Objetivo declarado: Por favor, transcreva na íntegra o texto sobre Tom Jobim, sem nenhuma alteração.

Tom Jobim, segundo Ruy Castro e Nelson Pereira dos Santos

O contrabaixista Tião Neto, Tom Jobim, Stan Getz, João Gilberto e o baterista Milton Banana, durante as gravações de "Getz/Gilberto" (março de 1963)
O contrabaixista Tião Neto, Tom Jobim, Stan Getz, João Gilberto e o baterista Milton Banana, durante as gravações de Getz/Gilberto (foto: David Drew Zingg, março de 1963)

“Tom Jobim era da área da extrema sensibilidade musical. Escrevia coisas como: ‘… É pau, é pedra / É o fim do caminho’. Repetia isso 20 vezes, uma coisa absurdamente simples, daí vem o Leonard Feather, o maior crítico de jazz americano e decreta: ‘Essa é uma das cem maiores melodias do Século 20!’. Porra, o cara repete duas notas e é uma das cem melodias do século?! Essa sensibilidade que o Tom tinha é algo único. Isso é coisa que só Mozart ou Erik Satie faziam.”

Registros fornecidos:
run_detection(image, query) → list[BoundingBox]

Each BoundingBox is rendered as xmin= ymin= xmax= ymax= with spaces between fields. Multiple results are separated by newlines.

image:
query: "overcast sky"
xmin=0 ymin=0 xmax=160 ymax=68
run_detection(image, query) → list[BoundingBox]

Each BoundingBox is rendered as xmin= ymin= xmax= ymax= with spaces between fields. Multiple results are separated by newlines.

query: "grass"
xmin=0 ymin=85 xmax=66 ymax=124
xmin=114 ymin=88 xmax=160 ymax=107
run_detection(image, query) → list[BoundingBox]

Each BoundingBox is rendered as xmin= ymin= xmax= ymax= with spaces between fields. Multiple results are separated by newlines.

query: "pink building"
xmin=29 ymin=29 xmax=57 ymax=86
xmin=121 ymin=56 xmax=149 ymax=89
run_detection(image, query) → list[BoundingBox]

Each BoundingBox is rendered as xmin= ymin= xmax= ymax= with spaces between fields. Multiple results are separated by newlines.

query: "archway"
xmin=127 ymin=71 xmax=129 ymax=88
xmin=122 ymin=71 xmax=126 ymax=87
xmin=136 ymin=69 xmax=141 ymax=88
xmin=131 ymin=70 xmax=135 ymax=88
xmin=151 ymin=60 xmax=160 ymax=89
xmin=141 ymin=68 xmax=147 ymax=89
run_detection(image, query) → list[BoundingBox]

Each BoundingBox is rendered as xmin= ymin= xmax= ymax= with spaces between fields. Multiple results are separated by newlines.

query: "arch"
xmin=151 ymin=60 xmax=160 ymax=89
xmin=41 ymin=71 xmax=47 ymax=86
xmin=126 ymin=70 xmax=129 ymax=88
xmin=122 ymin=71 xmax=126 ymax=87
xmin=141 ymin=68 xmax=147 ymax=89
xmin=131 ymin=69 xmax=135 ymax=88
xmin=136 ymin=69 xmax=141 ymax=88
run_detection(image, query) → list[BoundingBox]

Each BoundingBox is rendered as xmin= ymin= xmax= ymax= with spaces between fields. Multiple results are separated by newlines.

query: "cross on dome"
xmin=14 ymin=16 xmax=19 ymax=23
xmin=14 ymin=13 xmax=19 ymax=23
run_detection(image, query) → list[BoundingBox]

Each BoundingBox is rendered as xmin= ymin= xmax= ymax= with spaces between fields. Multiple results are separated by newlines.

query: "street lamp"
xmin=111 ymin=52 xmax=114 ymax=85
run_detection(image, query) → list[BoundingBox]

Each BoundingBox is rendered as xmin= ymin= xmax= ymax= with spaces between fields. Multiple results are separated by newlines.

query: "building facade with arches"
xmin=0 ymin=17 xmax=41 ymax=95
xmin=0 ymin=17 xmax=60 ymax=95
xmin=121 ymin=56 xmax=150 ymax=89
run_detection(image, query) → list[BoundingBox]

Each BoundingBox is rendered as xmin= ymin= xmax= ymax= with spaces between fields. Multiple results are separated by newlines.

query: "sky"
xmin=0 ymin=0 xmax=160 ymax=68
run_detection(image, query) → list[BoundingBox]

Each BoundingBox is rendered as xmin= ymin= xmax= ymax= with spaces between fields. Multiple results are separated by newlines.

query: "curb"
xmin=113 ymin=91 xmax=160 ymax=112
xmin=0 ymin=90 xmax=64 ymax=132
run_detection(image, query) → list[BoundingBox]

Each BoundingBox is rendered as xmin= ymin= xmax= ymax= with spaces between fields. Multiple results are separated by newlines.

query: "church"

Exercício concluído:
Tom Jobim, segundo Ruy Castro e Nelson Pereira dos Santos

O contrabaixista Tião Neto, Tom Jobim, Stan Getz, João Gilberto e o baterista Milton Banana, durante as gravações de "Getz/Gilberto" (março de 1963)
O contrabaixista Tião Neto, Tom Jobim, Stan Getz, João Gilberto e o baterista Milton Banana, durante as gravações de Getz/Gilberto (foto: David Drew Zingg, março de 1963)

“Tom Jobim era da área da extrema sensibilidade musical. Escrevia coisas como: ‘… É pau, é pedra / É o fim do caminho’. Repetia isso 20 vezes, uma coisa absurdamente simples, daí vem o Leonard Feather, o maior crítico de jazz americano e decreta: ‘Essa é uma das cem maiores melodias do Século 20!’. Porra, o cara repete duas notas e é uma das cem melodias do século?! Essa sensibilidade que o Tom tinha é algo único. Isso é coisa que só Mozart ou Erik Satie faziam.”